▶ [Source document]
___

Of course, the canonical ethnomethodological case is Goodwin’s Professional Vision (1994) which considers the treatment of the Rodney King video in two different trials (a criminal trial and a civil rights trial) and how counsel, through expert witnesses, used formalized police use-of-force schemes to interpret the video rendition of the incident. A series of studies have built on Goodwin’s initial work. For instance, Mair et al. (2012, 2013) and Elsey et al. (2016) examine the work of military inquiry boards in reviewing video to make sense of an incident of friendly fire, in particular highlighting the manner in which the video is incapable of providing an ‘objective, real world’ account of what the pilots involved in the incident were ‘actually’ doing. Mair et al. (2016) also analyze the “disclosive” and “revelatory” effects of annotated or “marked-up” video and the “politics of evidence” it represents a constitutive move within. This work links with another recent study, that of Vertesi (2015), who similarly discusses the way in which work with visual materials complicates questions of evidence and veridicality: evidence for whom, of what, when, under what conditions and to which practical ends. As Vertesi points out, along lines similar to those sketched by Mair et al., evidence is always evidence of something because it is evidence for something; it is evidence-in-use (in, e.g., a trial, a press release, an analytical discussion, an argument between opposing sides, and so on). Within such parameters, then, video evidence has a particular status, becoming relevant in a particular, not just any way (see Hart and Honoré 1985: 11). While studies critical of an overreliance on videos as explanatory devices do exist (i.e., Doyle 2003), there is a problem, brought out by the studies above, that videos pose that we believe has been understated.

Videos are, in effect, too often treated as what Garfinkel refers to as ‘Docile Texts’ (2002: 200; see also Baccus 1986; Rouncefield and Tolmie 2016). While videos have observable beginnings and endings and happen to show things, they do not explain what those things are or accord them significance. As Schneider’s aforementioned analysis showed, what a video could be said to show or mean, according to YouTube commenters, was equivocal and rested on the myriad of factors any given reading of that video might bring into play, either by direct appeal to the video itself or via appeals to matters of consequence evidenced elsewhere. When it comes to interpreting videos for the purposes of legal adjudication, the first thing we might note is that even in instances where videos, prima facie (Jayyusi 2015: 276), show the occurrence of a crime, they fail to indicate precisely what sections of the criminal code are explicitly being broken (see Dupret 2011). As such, an overreliance on video, we argue, significantly underappreciates the complex task, undertaken by legal counsel (both Crown and defense), in interpreting how what is seen on video is seen as (Wittgenstein 1953; Coulter and Parsons 1990; Vertesi 2015) an infraction against the generalized codes and expectations set in legal statutes. The question left unanswered, for example, is how does seeing an incident such as a shooting become seen as a first-degree murder?

___

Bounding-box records
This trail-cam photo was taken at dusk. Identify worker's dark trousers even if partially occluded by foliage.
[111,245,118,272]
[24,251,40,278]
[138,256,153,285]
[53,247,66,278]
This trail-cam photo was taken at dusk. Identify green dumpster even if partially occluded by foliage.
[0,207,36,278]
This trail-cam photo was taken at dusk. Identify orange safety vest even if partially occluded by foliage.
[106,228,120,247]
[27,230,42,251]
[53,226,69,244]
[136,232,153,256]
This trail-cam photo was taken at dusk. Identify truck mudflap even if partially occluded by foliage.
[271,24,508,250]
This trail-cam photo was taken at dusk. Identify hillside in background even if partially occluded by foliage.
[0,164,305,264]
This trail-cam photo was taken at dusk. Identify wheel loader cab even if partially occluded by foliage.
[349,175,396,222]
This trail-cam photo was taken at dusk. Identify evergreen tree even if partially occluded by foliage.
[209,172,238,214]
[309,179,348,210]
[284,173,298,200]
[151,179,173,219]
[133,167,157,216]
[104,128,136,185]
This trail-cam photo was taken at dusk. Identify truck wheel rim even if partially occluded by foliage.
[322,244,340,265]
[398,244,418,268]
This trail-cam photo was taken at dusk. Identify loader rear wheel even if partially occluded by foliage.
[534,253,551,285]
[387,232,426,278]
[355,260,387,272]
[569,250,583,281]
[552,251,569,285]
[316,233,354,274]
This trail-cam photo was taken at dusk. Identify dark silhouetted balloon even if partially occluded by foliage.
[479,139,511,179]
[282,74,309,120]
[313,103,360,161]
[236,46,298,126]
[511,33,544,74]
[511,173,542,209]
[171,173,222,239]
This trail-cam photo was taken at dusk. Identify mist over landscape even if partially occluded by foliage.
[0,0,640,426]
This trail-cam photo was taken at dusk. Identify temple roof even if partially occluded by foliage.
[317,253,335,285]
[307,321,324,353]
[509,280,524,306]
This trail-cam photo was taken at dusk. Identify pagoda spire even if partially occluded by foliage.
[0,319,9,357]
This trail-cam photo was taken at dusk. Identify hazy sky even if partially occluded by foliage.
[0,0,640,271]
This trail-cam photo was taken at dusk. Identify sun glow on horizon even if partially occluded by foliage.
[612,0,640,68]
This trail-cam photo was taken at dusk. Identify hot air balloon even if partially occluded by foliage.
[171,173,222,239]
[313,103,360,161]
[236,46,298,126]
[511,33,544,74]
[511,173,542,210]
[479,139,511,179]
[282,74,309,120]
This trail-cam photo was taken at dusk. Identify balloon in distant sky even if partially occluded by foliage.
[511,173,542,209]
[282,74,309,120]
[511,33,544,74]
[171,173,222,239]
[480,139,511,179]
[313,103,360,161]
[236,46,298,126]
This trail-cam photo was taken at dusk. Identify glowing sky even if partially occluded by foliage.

___

▶ [Stated task]
Translate this sentence from the text on video evidence into Spanish: "While videos have observable beginnings and endings and happen to show things, they do not explain what those things are or accord them significance."

▶ [Solution to this exercise]
Si bien los videos tienen comienzos y finales observables y muestran cosas, no explican qué son esas cosas ni les otorgan significado.